_Data lines_
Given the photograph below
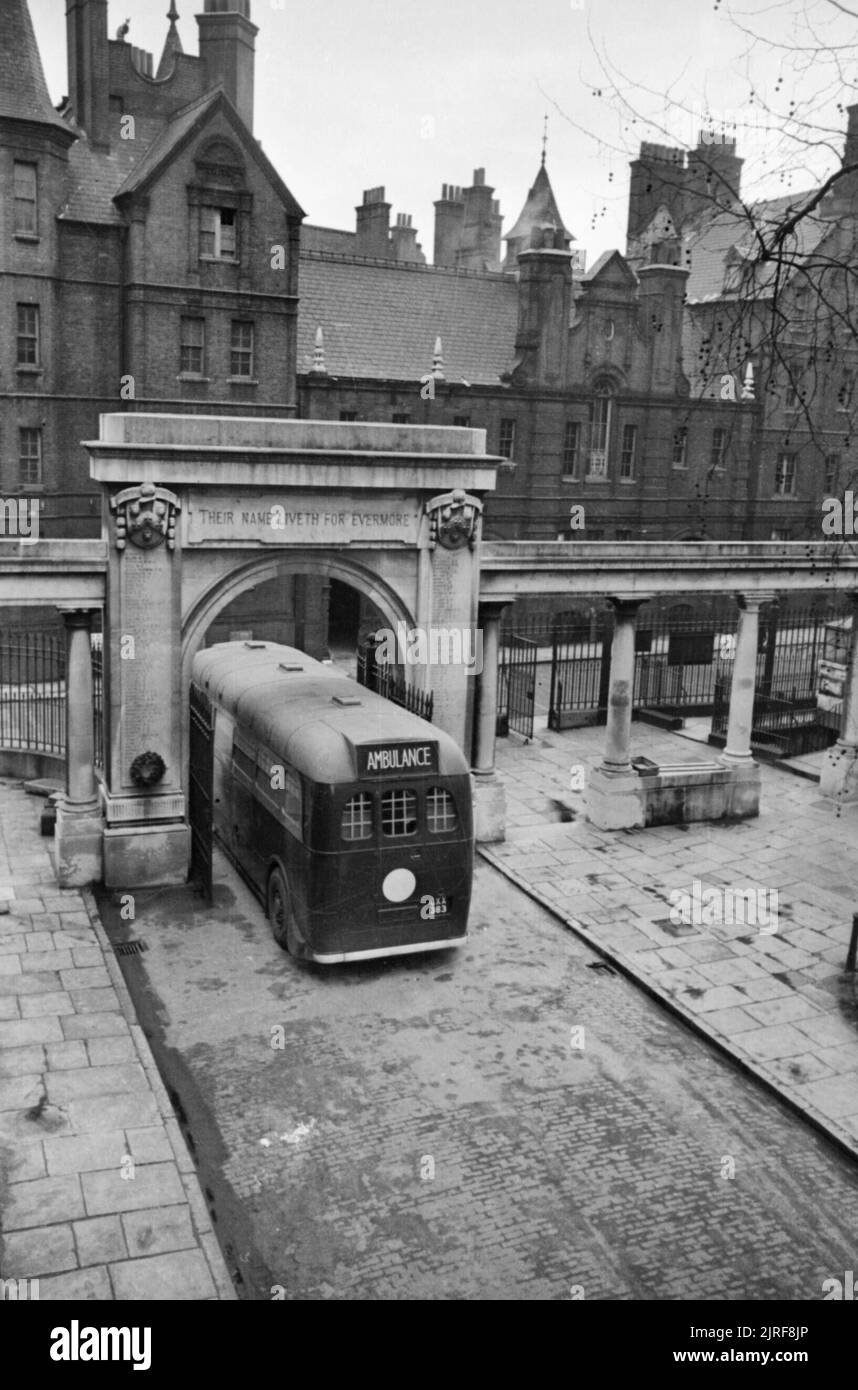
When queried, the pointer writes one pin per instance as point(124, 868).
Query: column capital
point(77, 616)
point(753, 602)
point(627, 602)
point(492, 608)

_Problem to work on_
Quote the records above word for word, leaving out the picture.

_Reply to the task_
Given the photograph below
When queried, the pointer writes one pin per instance as point(124, 868).
Query: column capital
point(77, 616)
point(753, 602)
point(627, 602)
point(492, 608)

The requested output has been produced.